• [Required work]
According to the legal article on Post v. St. Paul Travelers, roughly how much in defense costs did the insured seek to recover?

───── Document extract ─────

By David A. Grossbaum
In Post v. St. Paul Travelers Ins. Co., 2009 WL 37491 (E.D. Pa. 2009), the court broadly interpreted the defense provisions, and narrowly interpreted the definition of “sanctions,” in a professional liability policy and thereby ordered an insurer to pay for the insured’s defense in a proceeding solely seeking sanctions for alleged discovery violations. This holding is significant as carriers commonly attempt to exclude defense costs for such proceedings, and there is little precedent finding a defense obligation in this situation.
The Post case was a declaratory judgment action by the insured seeking to recover about $600,000 in defense costs he incurred in defending a sanctions motion. But the story began when the insureds were hired to defend Mercy Hospital in a medical malpractice case, which ultimately settled. Id. at *1. Nonetheless, the hospital claimed that it consummated the settlement because the insureds committed discovery abuses, and the hospital told the insureds in writing that it intended to seek damages due to this conduct. Furthermore, Mercy told the insureds to notify their malpractice carrier, which they did. Id. at *1. The insurer opened up a file for the potential claim.

───── Input data ─────

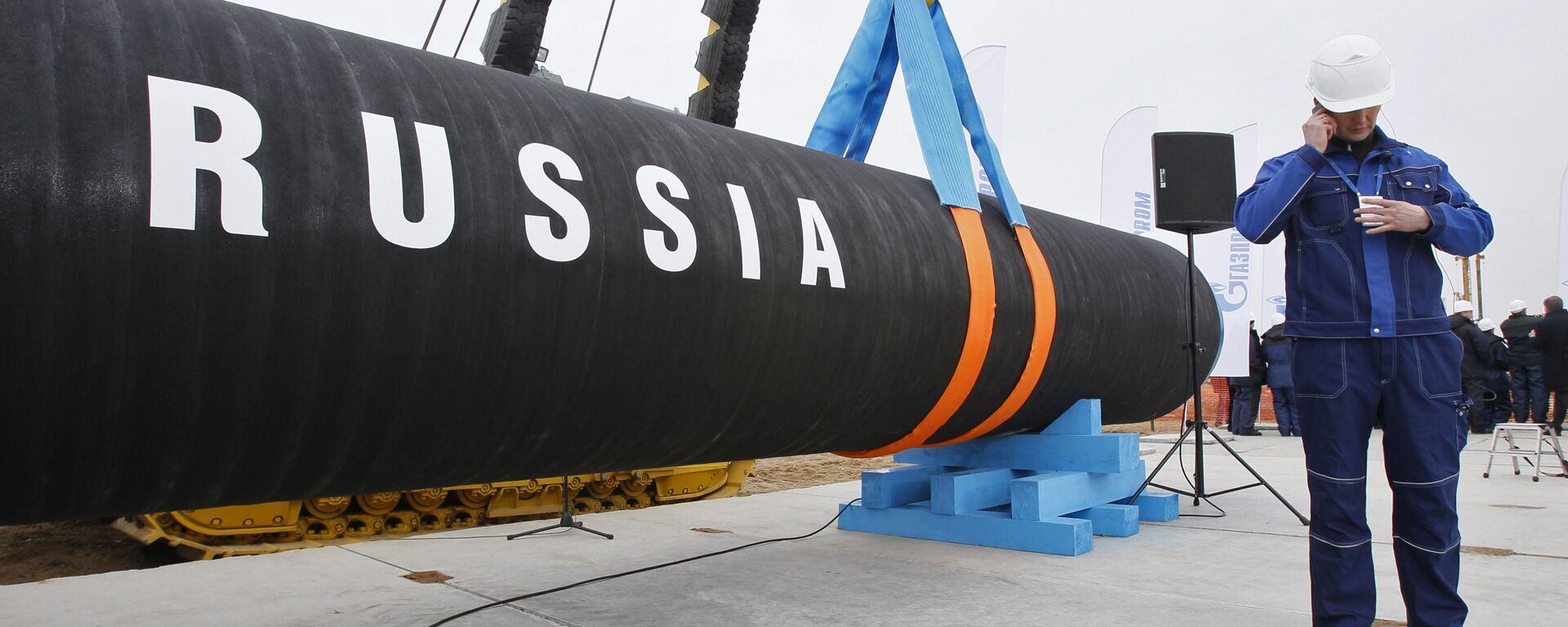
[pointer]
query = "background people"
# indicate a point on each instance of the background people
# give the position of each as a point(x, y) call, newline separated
point(1278, 350)
point(1494, 358)
point(1551, 339)
point(1525, 366)
point(1247, 391)
point(1472, 372)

─────

• [Response area]
About $600,000.